→ OBJECTIVES:
a. Translate this sentence from the deepstream-test3 memory leak thread into Spanish: "This problem does not occur unless you use nvinfer_server."
b. Transcribe the deepstream-test3 memory leak thread between "I would appreciate" and "for your confirmation.", inclusive.
c. Pick up the forum thread on the deepstream-test3 memory leak from its final line, and continue it.

Start of PASSAGE

Memory Leak of deepstream-test3 (using grpc, triton-server)

I confirmed that the Python sample app provided by NVIDIA has deepstream-test3 that uses triton-server, so I would like to check its operation and check if there is a memory leak.

[Overview]
• Hardware Platform (Jetson / GPU) = Jetson Orin NX 16G
• DeepStream Version = DS 7.0
• JetPack Version (valid for Jetson only) = JetPack 6.0 GA (L4T 36.3)
• Issue Type( questions, new requirements, bugs) = Bug
• How to reproduce the issue?

  • Sample app: deepstream_python_apps / apps /deepstream-test3 (deepstream_python_apps/apps at master · NVIDIA-AI-IOT/deepstream_python_apps · GitHub deepstream-test3)

  • System configuration:

    • (1) Docker container running the deepstream-test3 sample app with mp4 file as test input
    • (2) Triton Server (using grpc) running YOLO detector
    • (1) and (2) are running on the same Orin NX 16G host.
  • State while running app: kmalloc-128 increases continuously and host memory usage increases

  • Test Duration: 30min

  • Average FPS: 130

  • Host kmalloc-128 Amount, Size:

    • Start: [amunt:10015, size:40,060K]
    • End: [amount:54910: size;219,664K]
    • Diff: [amount:+44895, size:+179,604K]

What should we do to solve this problem?
I would appreciate it if you could check it out.

Thank you.

Can you attach your command to check the memory? You can also use the valgrind to check the memory leak.

Thank you for your confirmation.
I would like to share the script of slab cache investigation as below:

#!/bin/bash
start_time=$(date +"%Y%m%d_%H%M%S")
output_file="/path/to/slabtop-kmalloc-128-$start_time.csv"
echo "Timestamp,OBJS,ACTIVE,USE,OBJ_SIZE,SLABS,OBJSLAB,CACHE_SIZE,NAME" > $output_file

while true; do
  timestamp=$(date +"%Y-%m-%d %H:%M:%S")
  slabtop -o | grep "kmalloc-128" | grep -v "dma-kmalloc-128" | awk -v ts="$timestamp" '{
    print ts "," $1 "," $2 "," $3 "," $4 "," $5 "," $6 "," $7 "," $8
  }' >> $output_file
  sleep 10
done

OK. Can you make the following comparison to narrow down that?
Run the deepstream-test3 without triton(just use the config_infer_primary_peoplenet.txt as the config file)

Run the deepstream-test3 without triton(just use the config_infer_primary_peoplenet.txt as the config file)

This problem does not occur unless you use nvinfer_server. So this problem is due to the cooperation between deepstream-test3 and triton_server.

2 Likes

I have tried that on my Orin board with DS7.0.

End of PASSAGE
Start of MATERIAL

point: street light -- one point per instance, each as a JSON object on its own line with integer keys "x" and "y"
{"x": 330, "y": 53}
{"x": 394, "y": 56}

End of MATERIAL

→ THE ANSWERS:
a. Este problema no ocurre a menos que se use nvinfer_server.

b.
I would appreciate it if you could check it out.

Thank you.

Can you attach your command to check the memory? You can also use the valgrind to check the memory leak.

Thank you for your confirmation.

c.
nvinfer:

python3 deepstream_test_3.py -i file:///opt/nvidia/deepstream/deepstream/samples/streams/sample_720p.mp4 --pgie nvinfer -c config_infer_primary_peoplenet.txt --no-display --silent --file-loop

nvinferserver:

python3 deepstream_test_3.py -i file:///opt/nvidia/deepstream/deepstream/samples/streams/sample_720p.mp4 --pgie nvinferserver-grpc -c config_triton_grpc_infer_primary_peoplenet.txt --no-display --silent --file-loop

slabtop-kmalloc-128-20240702_165210_nvinfer.csv (146.5 KB)
slabtop-kmalloc-128-20240702_172558_nvinferserver.csv (157.7 KB)
They are all growing all the time. The CACHE_SIZE of nvinferserver is growing faster than nvinfer.
nvinfer: 523748K->566340K
nvinferserver: 570440K->663576K

We will run that for 24 hours to check the memory and analyze this problem. Thanks

1 Like

Hi @yosuke.hara , could you try the following method to narrow down this issue.

  1. Record the kmalloc-128 memory growth in nvinfer and nvinferserver modes separately
  2. Modify the code and record the kmalloc-128 memory growth in nvinfer and nvinferserver modes separately again
    queue1.link(queue2)
    #pgie.link(queue2)

Hello,

We will run that for 24 hours to check the memory and analyze this problem.

First, I would like to know your company’s test results.

  1. Record the kmalloc-128 memory growth in nvinfer and nvinferserver modes separately
  2. Modify the code and record the kmalloc-128 memory growth in nvinfer and nvinferserver modes separately again

Also, since I belong to the QA team, I would like to inform you in advance that I only have an environment that can run nvinferserver. Based on the above, I can only provide the test results for [2] Modify the code 3 and record the kmalloc-128 memory growth nvinferserver.

Thank you.

1 Like

As per your request, I modified the code of deepstream_test3 as below and executed it.

@@ -369,8 +376,9 @@ def main(args, requested_pgie=None, config=None, disable_probe=False):
 
     print("Linking elements in the Pipeline \n")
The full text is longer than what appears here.